= Beginning of Section =
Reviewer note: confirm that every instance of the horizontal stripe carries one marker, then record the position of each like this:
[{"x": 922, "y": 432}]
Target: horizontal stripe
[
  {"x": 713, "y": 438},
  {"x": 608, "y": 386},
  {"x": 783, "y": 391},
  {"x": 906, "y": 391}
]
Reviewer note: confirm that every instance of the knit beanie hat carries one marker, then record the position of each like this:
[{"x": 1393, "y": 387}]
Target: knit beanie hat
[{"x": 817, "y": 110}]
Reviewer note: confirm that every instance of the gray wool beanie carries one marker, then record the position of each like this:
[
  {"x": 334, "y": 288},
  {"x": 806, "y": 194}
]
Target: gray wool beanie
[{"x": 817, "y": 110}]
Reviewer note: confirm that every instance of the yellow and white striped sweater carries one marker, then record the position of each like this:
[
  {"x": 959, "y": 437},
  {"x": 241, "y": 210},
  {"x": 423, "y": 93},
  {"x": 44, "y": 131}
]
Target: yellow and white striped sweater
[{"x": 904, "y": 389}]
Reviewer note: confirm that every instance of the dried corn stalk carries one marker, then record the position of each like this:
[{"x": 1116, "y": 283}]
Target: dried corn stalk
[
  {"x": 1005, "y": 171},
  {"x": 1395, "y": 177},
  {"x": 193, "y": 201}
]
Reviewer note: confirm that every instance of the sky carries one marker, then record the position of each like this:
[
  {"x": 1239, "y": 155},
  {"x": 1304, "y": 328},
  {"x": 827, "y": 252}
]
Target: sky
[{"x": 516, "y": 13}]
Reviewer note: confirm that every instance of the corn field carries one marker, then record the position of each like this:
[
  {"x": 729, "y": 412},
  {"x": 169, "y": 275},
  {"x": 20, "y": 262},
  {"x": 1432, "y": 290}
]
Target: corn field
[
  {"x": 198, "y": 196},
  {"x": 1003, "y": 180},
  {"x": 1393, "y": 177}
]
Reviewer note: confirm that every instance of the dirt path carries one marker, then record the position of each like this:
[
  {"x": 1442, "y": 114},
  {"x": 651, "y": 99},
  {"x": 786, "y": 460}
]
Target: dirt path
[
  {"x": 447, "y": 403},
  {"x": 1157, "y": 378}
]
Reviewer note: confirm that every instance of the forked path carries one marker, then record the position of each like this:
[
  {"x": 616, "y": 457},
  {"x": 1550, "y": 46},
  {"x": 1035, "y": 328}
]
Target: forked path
= End of Section =
WORK INSTRUCTION: Which lines of the records above contain the word "forked"? Show each of them.

EXERCISE ANSWER:
Reviewer note: confirm that every instance of the forked path carries one marker, then record the position of each like this:
Target: forked path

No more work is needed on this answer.